AIM OF THE EXERCISE.
Below are records to be output exactly, every one of them.
── GIVEN ENTRIES
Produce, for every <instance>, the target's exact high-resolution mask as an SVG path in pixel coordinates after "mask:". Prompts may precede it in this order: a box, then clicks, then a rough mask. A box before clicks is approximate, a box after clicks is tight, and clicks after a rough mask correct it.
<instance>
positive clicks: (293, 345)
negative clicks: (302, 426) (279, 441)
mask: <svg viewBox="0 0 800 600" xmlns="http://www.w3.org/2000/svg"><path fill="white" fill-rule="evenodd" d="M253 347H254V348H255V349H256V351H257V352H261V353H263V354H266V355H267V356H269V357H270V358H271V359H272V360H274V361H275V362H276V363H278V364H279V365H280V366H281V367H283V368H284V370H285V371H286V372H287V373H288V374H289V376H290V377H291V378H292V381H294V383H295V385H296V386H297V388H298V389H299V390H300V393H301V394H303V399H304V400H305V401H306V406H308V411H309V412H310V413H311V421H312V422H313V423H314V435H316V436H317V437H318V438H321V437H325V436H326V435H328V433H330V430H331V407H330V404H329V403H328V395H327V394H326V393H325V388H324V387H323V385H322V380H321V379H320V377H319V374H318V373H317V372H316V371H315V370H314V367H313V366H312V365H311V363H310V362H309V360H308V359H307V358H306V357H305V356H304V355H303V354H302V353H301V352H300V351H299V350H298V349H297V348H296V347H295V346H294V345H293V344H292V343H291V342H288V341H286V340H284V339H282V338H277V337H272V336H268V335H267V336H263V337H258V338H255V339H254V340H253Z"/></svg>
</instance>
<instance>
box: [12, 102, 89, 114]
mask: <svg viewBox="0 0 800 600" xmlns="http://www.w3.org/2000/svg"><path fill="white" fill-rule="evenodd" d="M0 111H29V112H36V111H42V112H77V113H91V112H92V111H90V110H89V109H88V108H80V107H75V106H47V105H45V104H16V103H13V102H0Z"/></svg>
────
FINISHED EXERCISE.
Produce, for every <instance>, the target's exact high-resolution mask as an SVG path in pixel coordinates after "mask:". Prompts may precede it in this order: a box, then clicks, then a rough mask. A box before clicks is approximate, a box after clicks is tight, and clicks after a rough mask correct it.
<instance>
positive clicks: (293, 345)
negative clicks: (302, 426) (279, 441)
mask: <svg viewBox="0 0 800 600" xmlns="http://www.w3.org/2000/svg"><path fill="white" fill-rule="evenodd" d="M253 347H254V348H255V349H256V351H257V352H261V353H263V354H266V355H267V356H269V357H270V358H271V359H272V360H274V361H275V362H276V363H278V364H279V365H280V366H281V367H283V368H284V370H285V371H286V372H287V373H288V374H289V376H290V377H291V378H292V381H294V383H295V385H296V386H297V388H298V389H299V390H300V393H301V394H303V399H304V400H305V401H306V406H308V411H309V412H310V413H311V421H312V422H313V423H314V435H316V436H317V437H318V438H321V437H325V436H326V435H328V433H330V430H331V407H330V404H329V403H328V395H327V394H326V393H325V388H324V387H323V385H322V380H321V379H320V377H319V374H318V373H317V372H316V371H315V370H314V367H313V366H312V365H311V363H310V362H309V360H308V359H307V358H306V357H305V356H304V355H303V354H302V353H301V352H300V351H299V350H298V349H297V348H296V347H295V346H294V345H293V344H292V343H291V342H288V341H286V340H284V339H282V338H277V337H272V336H268V335H267V336H263V337H258V338H255V339H254V340H253Z"/></svg>
</instance>
<instance>
box: [12, 102, 89, 114]
mask: <svg viewBox="0 0 800 600" xmlns="http://www.w3.org/2000/svg"><path fill="white" fill-rule="evenodd" d="M0 111H29V112H36V111H42V112H77V113H91V112H92V111H90V110H89V109H88V108H80V107H75V106H47V105H45V104H16V103H13V102H0Z"/></svg>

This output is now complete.